● **Problem requirements**: Convert the records below, from the line containing "Pick out the power" through the end of the records, into a JSON list of strings with one string per line and blank lines omitted.

* begin Records for this exercise *

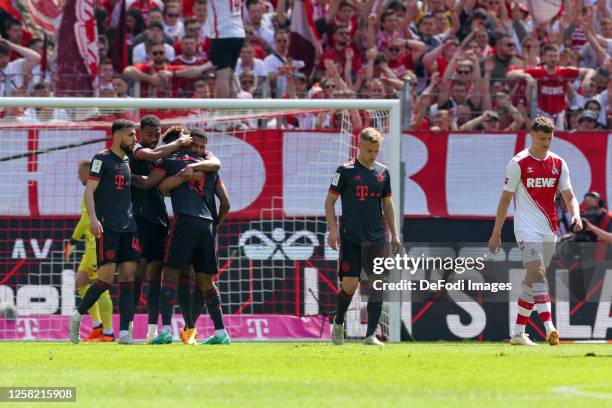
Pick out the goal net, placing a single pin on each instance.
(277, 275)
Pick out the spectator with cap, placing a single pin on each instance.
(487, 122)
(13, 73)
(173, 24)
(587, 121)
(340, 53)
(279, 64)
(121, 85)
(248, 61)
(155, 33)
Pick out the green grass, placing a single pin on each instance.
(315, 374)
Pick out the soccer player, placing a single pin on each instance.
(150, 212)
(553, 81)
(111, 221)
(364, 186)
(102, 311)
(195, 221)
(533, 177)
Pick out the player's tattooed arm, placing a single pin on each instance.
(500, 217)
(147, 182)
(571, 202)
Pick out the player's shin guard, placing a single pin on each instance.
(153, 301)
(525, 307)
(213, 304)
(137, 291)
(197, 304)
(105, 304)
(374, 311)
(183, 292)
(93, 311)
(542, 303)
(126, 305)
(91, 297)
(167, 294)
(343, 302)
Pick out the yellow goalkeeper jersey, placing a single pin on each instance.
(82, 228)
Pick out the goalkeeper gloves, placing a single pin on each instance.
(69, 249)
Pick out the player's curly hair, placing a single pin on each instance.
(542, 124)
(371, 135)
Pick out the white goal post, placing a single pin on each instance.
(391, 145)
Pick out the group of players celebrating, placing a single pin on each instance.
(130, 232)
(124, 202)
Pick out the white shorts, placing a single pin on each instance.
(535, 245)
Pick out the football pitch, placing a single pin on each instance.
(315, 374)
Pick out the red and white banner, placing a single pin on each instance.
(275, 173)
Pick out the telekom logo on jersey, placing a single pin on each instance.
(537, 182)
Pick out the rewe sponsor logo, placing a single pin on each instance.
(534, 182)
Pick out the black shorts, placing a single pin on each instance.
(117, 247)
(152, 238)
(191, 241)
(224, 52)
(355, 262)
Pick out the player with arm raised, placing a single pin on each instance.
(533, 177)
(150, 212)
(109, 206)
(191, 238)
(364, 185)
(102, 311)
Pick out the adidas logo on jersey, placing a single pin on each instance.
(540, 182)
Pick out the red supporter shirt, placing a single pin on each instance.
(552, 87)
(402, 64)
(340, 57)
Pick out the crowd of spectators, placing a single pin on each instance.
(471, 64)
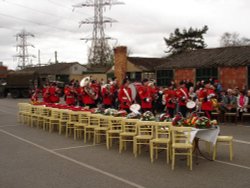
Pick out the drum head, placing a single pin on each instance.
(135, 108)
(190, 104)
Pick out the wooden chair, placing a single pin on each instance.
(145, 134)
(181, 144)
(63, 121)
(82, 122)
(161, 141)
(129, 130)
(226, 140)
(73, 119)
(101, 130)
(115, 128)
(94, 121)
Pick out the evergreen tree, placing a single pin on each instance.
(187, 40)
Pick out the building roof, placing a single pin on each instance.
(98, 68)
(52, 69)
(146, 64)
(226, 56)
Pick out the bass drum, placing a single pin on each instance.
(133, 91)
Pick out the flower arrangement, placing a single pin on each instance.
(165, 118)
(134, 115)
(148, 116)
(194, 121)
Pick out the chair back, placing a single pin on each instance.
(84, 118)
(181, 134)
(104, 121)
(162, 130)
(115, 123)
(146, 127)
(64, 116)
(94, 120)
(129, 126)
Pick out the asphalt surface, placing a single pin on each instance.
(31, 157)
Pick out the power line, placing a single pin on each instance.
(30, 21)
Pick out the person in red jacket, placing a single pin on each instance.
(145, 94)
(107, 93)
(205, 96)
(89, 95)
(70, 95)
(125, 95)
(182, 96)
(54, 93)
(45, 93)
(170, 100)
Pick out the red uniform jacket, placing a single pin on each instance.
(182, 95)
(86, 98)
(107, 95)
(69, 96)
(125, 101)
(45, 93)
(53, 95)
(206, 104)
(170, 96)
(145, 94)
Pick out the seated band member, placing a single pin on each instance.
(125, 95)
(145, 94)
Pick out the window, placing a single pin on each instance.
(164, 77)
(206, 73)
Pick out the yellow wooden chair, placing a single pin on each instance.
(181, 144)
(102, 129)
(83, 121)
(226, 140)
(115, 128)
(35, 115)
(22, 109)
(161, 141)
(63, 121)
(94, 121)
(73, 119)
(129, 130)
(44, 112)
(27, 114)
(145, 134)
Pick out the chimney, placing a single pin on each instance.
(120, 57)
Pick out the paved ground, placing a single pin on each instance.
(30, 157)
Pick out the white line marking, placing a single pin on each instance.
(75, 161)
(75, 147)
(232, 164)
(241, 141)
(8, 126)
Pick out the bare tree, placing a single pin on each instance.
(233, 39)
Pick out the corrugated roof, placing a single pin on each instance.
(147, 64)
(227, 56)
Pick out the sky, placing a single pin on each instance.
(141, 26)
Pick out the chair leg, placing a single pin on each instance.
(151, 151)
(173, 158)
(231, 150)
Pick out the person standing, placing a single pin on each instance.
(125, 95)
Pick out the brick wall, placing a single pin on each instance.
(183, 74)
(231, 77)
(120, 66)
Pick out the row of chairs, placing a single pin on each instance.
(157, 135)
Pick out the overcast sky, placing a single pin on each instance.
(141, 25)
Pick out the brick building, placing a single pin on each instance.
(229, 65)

* end Records for this exercise *

● **In response**:
[
  "Pick out the power line, placing a single pin on each instance.",
  "(30, 21)",
  "Pick out the person in red jacket, placing a single pin on each instance.",
  "(145, 94)",
  "(107, 93)",
  "(205, 96)",
  "(89, 95)",
  "(70, 95)",
  "(125, 95)",
  "(182, 96)",
  "(54, 93)",
  "(45, 93)",
  "(170, 100)",
  "Pick out the red uniform jacket, placing a single pin on each instance.",
  "(182, 95)",
  "(86, 98)",
  "(107, 95)",
  "(69, 96)",
  "(125, 101)",
  "(45, 93)",
  "(53, 95)",
  "(206, 104)",
  "(170, 96)",
  "(145, 94)",
  "Pick out the seated band member, placing a single pin on each instance.",
  "(125, 95)",
  "(145, 94)",
  "Pick out the window, placing a single pin on each instance.",
  "(164, 77)",
  "(206, 73)",
  "Pick out the yellow wooden chair, placing a single pin on each instance.",
  "(181, 144)",
  "(102, 129)",
  "(83, 121)",
  "(226, 140)",
  "(115, 128)",
  "(35, 115)",
  "(22, 109)",
  "(161, 141)",
  "(63, 121)",
  "(94, 121)",
  "(73, 119)",
  "(129, 130)",
  "(44, 112)",
  "(27, 114)",
  "(145, 134)",
  "Pick out the chimney, placing a single pin on each instance.",
  "(120, 57)",
  "Pick out the paved ground, placing a single pin on each instance.",
  "(30, 157)",
  "Pick out the white line marking, placing a single pin on each instance.",
  "(75, 161)",
  "(75, 147)",
  "(232, 164)",
  "(241, 141)",
  "(8, 126)",
  "Pick out the bare tree, placing a single pin on each instance.",
  "(233, 39)",
  "Pick out the corrugated roof, placing a single pin on each instance.",
  "(147, 64)",
  "(227, 56)",
  "Pick out the sky, placing a single pin on each instance.",
  "(141, 26)",
  "Pick out the chair leg, placing a single pin on each instance.",
  "(151, 151)",
  "(173, 158)",
  "(231, 150)",
  "Pick out the person standing, placing a single pin on each instance.",
  "(125, 95)",
  "Pick out the brick wall, placing a single pin on each instance.",
  "(183, 74)",
  "(231, 77)",
  "(120, 66)",
  "Pick out the row of chairs, placing a single pin on each instance.",
  "(157, 135)",
  "Pick out the overcast sky, placing a single pin on each instance.",
  "(141, 25)",
  "Pick out the brick building, placing a single pin on each instance.",
  "(229, 65)"
]